Dataset entries:
------------

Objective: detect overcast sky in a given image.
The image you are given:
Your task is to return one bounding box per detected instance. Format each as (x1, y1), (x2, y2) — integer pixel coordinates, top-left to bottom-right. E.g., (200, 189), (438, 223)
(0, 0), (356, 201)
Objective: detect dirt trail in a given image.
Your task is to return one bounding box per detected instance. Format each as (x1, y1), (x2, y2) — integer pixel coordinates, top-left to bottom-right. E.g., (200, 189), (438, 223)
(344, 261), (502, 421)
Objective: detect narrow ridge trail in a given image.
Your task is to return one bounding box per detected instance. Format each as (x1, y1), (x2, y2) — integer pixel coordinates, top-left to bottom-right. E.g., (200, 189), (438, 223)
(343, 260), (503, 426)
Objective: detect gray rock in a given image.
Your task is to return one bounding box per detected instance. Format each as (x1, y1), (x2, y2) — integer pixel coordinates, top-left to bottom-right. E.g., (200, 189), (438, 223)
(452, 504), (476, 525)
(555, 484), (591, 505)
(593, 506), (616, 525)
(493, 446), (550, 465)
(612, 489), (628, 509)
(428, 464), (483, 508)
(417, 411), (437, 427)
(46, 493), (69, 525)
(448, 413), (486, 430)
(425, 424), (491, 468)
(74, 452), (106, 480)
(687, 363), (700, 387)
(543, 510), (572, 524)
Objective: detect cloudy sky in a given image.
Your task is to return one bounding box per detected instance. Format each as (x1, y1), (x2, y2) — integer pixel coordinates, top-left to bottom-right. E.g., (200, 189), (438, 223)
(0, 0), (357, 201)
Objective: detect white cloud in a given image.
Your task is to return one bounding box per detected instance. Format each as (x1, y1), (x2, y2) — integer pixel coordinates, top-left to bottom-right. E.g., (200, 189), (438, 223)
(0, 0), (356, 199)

------------

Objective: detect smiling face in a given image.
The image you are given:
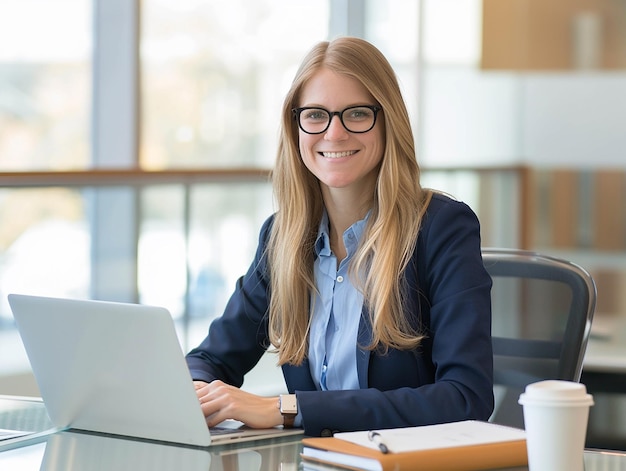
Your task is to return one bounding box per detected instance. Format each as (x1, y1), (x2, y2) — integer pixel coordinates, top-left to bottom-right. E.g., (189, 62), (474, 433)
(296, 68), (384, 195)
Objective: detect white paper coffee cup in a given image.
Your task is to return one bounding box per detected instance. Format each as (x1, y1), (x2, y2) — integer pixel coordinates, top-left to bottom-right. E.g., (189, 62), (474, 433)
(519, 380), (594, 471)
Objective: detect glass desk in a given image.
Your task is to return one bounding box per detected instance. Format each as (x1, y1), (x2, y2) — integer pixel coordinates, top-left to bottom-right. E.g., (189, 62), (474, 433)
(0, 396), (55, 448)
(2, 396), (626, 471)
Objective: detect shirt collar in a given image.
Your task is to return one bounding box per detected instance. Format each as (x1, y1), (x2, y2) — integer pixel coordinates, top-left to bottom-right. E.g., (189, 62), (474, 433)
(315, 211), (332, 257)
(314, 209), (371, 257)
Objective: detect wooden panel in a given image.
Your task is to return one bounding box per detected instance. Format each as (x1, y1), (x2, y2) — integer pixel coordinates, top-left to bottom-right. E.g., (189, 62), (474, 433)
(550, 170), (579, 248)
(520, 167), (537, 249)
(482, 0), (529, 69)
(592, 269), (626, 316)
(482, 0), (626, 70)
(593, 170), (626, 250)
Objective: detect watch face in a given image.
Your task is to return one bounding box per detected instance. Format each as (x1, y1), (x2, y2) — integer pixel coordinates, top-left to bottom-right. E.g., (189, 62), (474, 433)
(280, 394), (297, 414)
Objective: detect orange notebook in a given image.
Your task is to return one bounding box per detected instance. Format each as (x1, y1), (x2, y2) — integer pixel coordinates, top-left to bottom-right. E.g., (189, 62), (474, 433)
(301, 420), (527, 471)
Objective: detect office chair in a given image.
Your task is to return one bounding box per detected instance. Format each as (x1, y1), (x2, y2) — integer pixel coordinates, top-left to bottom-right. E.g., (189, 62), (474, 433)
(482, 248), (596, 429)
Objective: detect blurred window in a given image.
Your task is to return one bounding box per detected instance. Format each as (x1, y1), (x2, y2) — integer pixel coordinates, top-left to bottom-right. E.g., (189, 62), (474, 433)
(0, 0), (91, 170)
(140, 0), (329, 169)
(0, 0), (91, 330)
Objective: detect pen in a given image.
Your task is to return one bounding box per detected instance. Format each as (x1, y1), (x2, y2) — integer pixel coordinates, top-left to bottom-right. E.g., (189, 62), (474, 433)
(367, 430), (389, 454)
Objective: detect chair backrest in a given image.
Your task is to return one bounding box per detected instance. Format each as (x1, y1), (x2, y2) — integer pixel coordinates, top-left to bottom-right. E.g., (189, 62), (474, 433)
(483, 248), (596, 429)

------------

WHAT YOU HAVE TO DO: State how many lines of the data contain the word "trail". Nothing besides the number belongs in the reply.

ANSWER TO THIS TASK: 2